RECORDED INFORMATION:
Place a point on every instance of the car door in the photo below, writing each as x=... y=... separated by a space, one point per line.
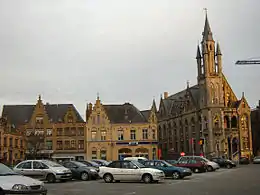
x=129 y=171
x=115 y=169
x=72 y=167
x=26 y=169
x=37 y=170
x=184 y=163
x=161 y=166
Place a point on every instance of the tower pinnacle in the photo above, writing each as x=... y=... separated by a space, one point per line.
x=207 y=34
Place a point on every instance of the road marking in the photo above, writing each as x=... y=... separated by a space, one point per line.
x=130 y=193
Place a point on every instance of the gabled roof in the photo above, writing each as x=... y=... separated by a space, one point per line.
x=174 y=102
x=21 y=114
x=124 y=113
x=146 y=114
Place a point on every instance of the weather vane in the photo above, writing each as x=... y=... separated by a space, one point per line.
x=206 y=10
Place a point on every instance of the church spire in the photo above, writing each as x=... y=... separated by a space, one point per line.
x=207 y=34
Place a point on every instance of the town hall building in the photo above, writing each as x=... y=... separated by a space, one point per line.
x=207 y=118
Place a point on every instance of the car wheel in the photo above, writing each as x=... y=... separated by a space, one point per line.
x=147 y=178
x=108 y=178
x=2 y=192
x=196 y=170
x=210 y=168
x=176 y=175
x=50 y=178
x=84 y=176
x=229 y=166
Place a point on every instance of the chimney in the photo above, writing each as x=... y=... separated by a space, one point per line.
x=165 y=95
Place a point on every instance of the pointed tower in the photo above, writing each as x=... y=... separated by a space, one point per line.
x=199 y=64
x=218 y=60
x=209 y=62
x=208 y=49
x=153 y=108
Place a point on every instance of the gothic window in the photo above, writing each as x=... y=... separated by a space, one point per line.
x=181 y=137
x=216 y=121
x=212 y=93
x=94 y=153
x=205 y=122
x=187 y=134
x=245 y=132
x=234 y=122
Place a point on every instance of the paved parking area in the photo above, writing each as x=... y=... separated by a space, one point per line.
x=242 y=180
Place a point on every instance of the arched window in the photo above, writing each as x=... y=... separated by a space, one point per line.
x=94 y=153
x=212 y=93
x=216 y=121
x=245 y=132
x=187 y=134
x=103 y=154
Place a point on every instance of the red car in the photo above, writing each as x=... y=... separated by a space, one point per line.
x=195 y=165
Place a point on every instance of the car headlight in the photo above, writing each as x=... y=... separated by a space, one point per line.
x=19 y=187
x=93 y=170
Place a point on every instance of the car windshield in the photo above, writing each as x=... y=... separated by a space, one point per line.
x=138 y=164
x=100 y=162
x=4 y=170
x=51 y=163
x=79 y=164
x=166 y=163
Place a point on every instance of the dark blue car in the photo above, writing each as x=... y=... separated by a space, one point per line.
x=168 y=169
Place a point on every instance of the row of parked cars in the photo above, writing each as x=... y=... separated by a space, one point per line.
x=27 y=176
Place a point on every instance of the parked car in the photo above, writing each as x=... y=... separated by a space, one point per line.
x=81 y=171
x=211 y=166
x=173 y=162
x=168 y=169
x=243 y=160
x=256 y=160
x=90 y=164
x=130 y=171
x=43 y=170
x=222 y=162
x=13 y=183
x=197 y=166
x=137 y=158
x=100 y=162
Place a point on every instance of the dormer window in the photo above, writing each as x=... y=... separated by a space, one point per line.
x=70 y=119
x=39 y=120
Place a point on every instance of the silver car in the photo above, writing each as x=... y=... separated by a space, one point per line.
x=256 y=160
x=43 y=170
x=13 y=183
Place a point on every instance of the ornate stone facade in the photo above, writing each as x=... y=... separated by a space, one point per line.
x=208 y=111
x=51 y=130
x=120 y=130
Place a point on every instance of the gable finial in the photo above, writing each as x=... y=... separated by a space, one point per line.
x=206 y=11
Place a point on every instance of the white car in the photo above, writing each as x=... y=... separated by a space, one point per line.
x=43 y=170
x=130 y=171
x=12 y=183
x=211 y=166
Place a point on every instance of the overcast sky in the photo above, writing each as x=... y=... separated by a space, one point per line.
x=127 y=50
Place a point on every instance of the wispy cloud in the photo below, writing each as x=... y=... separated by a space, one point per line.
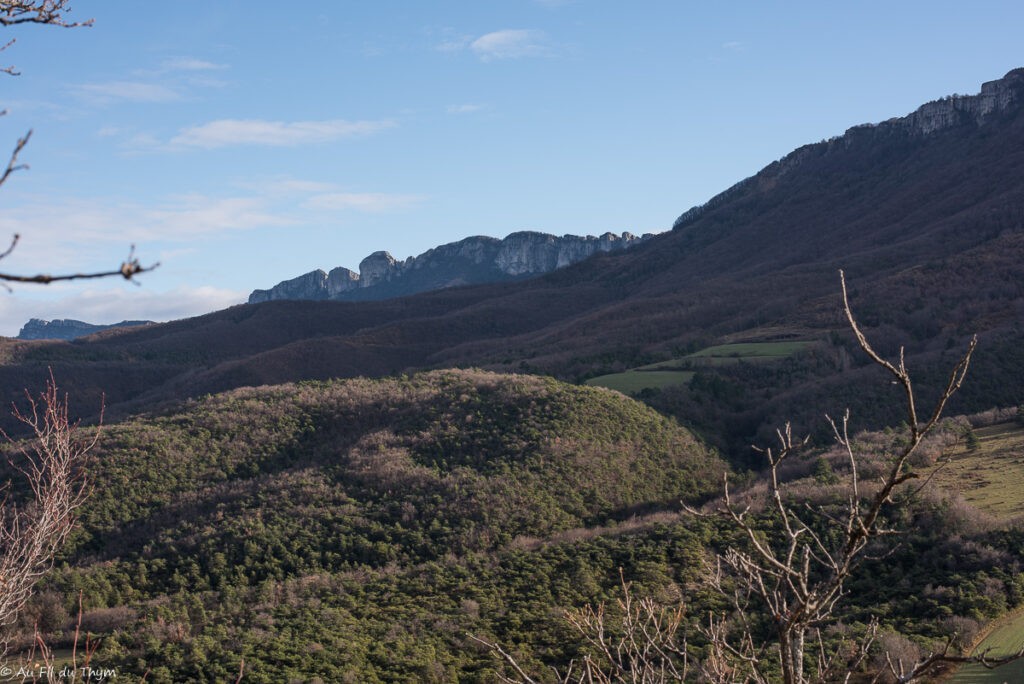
x=134 y=91
x=511 y=44
x=367 y=202
x=189 y=65
x=228 y=132
x=464 y=109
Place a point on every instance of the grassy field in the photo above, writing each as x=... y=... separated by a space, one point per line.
x=1006 y=638
x=680 y=371
x=632 y=382
x=991 y=475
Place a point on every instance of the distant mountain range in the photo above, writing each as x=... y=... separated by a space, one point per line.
x=924 y=212
x=68 y=329
x=470 y=261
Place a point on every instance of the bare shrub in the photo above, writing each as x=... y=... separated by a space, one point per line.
x=53 y=468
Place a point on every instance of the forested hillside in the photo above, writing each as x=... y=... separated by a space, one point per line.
x=359 y=530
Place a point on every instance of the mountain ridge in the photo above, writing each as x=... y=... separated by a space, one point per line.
x=471 y=260
x=928 y=226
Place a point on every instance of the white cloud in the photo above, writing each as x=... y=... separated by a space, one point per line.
x=134 y=91
x=197 y=215
x=113 y=303
x=509 y=44
x=189 y=65
x=464 y=109
x=96 y=233
x=226 y=132
x=368 y=202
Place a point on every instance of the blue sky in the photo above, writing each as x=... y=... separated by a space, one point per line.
x=242 y=143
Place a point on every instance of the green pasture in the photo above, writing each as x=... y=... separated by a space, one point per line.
x=990 y=476
x=1005 y=639
x=632 y=382
x=679 y=371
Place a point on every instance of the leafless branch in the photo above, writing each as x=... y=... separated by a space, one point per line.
x=129 y=268
x=52 y=12
x=53 y=465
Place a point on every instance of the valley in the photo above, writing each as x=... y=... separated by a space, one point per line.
x=313 y=489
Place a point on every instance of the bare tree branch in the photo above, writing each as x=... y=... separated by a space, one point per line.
x=129 y=268
x=53 y=465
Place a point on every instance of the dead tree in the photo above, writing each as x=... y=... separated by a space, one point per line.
x=799 y=575
x=52 y=464
x=794 y=575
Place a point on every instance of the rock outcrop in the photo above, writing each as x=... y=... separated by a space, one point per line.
x=473 y=260
x=68 y=329
x=932 y=118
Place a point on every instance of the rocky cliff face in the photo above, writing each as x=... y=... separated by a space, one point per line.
x=477 y=259
x=67 y=329
x=932 y=118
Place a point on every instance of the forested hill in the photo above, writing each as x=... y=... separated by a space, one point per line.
x=926 y=214
x=360 y=530
x=260 y=523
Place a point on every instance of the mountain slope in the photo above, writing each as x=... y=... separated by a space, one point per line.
x=420 y=488
x=926 y=214
x=473 y=260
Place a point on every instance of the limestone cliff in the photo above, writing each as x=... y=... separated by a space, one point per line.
x=930 y=119
x=478 y=259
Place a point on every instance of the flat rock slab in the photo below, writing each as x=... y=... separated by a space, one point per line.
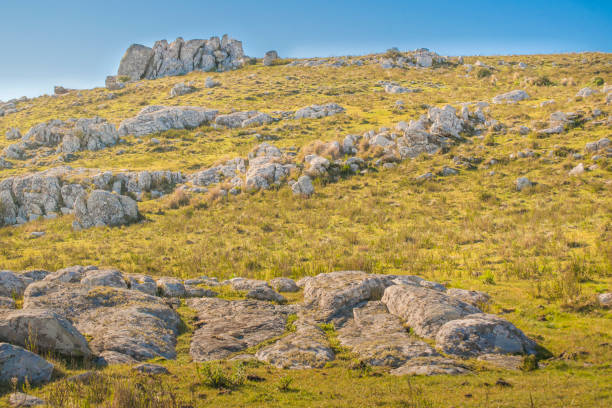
x=17 y=362
x=483 y=334
x=379 y=337
x=307 y=347
x=228 y=327
x=125 y=321
x=430 y=366
x=49 y=331
x=425 y=310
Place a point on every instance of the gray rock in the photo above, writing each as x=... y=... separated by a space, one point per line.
x=13 y=134
x=270 y=57
x=101 y=208
x=318 y=111
x=303 y=186
x=171 y=287
x=424 y=310
x=232 y=326
x=307 y=347
x=46 y=330
x=511 y=97
x=181 y=89
x=19 y=399
x=379 y=339
x=135 y=62
x=522 y=183
x=265 y=293
x=284 y=285
x=147 y=368
x=16 y=362
x=430 y=366
x=482 y=334
x=154 y=119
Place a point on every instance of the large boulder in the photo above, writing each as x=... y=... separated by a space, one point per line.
x=154 y=119
x=424 y=310
x=43 y=329
x=227 y=327
x=482 y=333
x=102 y=208
x=19 y=363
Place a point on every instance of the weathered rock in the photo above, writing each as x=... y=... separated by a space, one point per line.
x=228 y=327
x=106 y=277
x=243 y=119
x=284 y=285
x=181 y=89
x=424 y=310
x=511 y=97
x=523 y=183
x=154 y=119
x=430 y=366
x=13 y=134
x=142 y=283
x=171 y=287
x=473 y=297
x=16 y=362
x=303 y=186
x=101 y=208
x=121 y=320
x=6 y=303
x=46 y=330
x=332 y=296
x=307 y=347
x=147 y=368
x=482 y=334
x=12 y=284
x=265 y=293
x=379 y=337
x=270 y=58
x=319 y=111
x=135 y=62
x=21 y=400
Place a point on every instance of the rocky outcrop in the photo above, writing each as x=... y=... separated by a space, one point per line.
x=69 y=136
x=43 y=329
x=154 y=119
x=180 y=57
x=19 y=363
x=228 y=327
x=101 y=208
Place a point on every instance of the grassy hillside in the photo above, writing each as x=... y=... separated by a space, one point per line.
x=543 y=254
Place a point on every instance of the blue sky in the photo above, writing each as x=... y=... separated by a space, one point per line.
x=77 y=43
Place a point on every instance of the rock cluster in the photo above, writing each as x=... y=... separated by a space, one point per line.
x=68 y=136
x=102 y=314
x=180 y=57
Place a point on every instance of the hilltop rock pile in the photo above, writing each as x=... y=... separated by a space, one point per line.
x=180 y=57
x=102 y=313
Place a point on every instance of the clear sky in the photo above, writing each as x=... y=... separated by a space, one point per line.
x=77 y=43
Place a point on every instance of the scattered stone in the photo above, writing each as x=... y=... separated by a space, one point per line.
x=270 y=58
x=154 y=119
x=154 y=369
x=19 y=363
x=511 y=97
x=19 y=399
x=482 y=333
x=307 y=347
x=49 y=331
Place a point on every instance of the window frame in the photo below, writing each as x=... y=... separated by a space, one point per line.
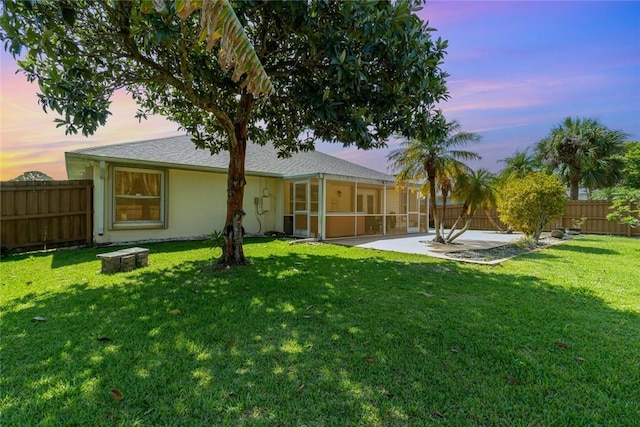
x=114 y=224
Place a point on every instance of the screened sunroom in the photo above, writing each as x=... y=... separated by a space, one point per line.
x=327 y=207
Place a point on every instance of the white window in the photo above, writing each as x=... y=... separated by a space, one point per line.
x=139 y=198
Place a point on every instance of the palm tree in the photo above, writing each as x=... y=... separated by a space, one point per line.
x=582 y=151
x=431 y=155
x=477 y=190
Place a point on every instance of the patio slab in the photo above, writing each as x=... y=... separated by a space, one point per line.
x=422 y=244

EXERCISE: Take the line with "Place a point on every instance of the screened" and all lines after it through the end of the records, and write them out exactly; include nothing else.

WRITTEN SOLUTION:
Place a point on every instance of the screened sunroom in the photo above, writing each as x=... y=... separated by a space, one point per line.
x=327 y=207
Place a point on every instance of the white window in the photo above, writing each as x=... y=... separated by a space, one point per line.
x=139 y=198
Place a point on every instance of the palm tree in the photo above, writing each as x=... y=... separated by a space, one point per line.
x=582 y=151
x=431 y=155
x=477 y=190
Place a point on every instance of the patio slab in the photo above, writing each as x=... y=... separated by a space, one point per line.
x=422 y=244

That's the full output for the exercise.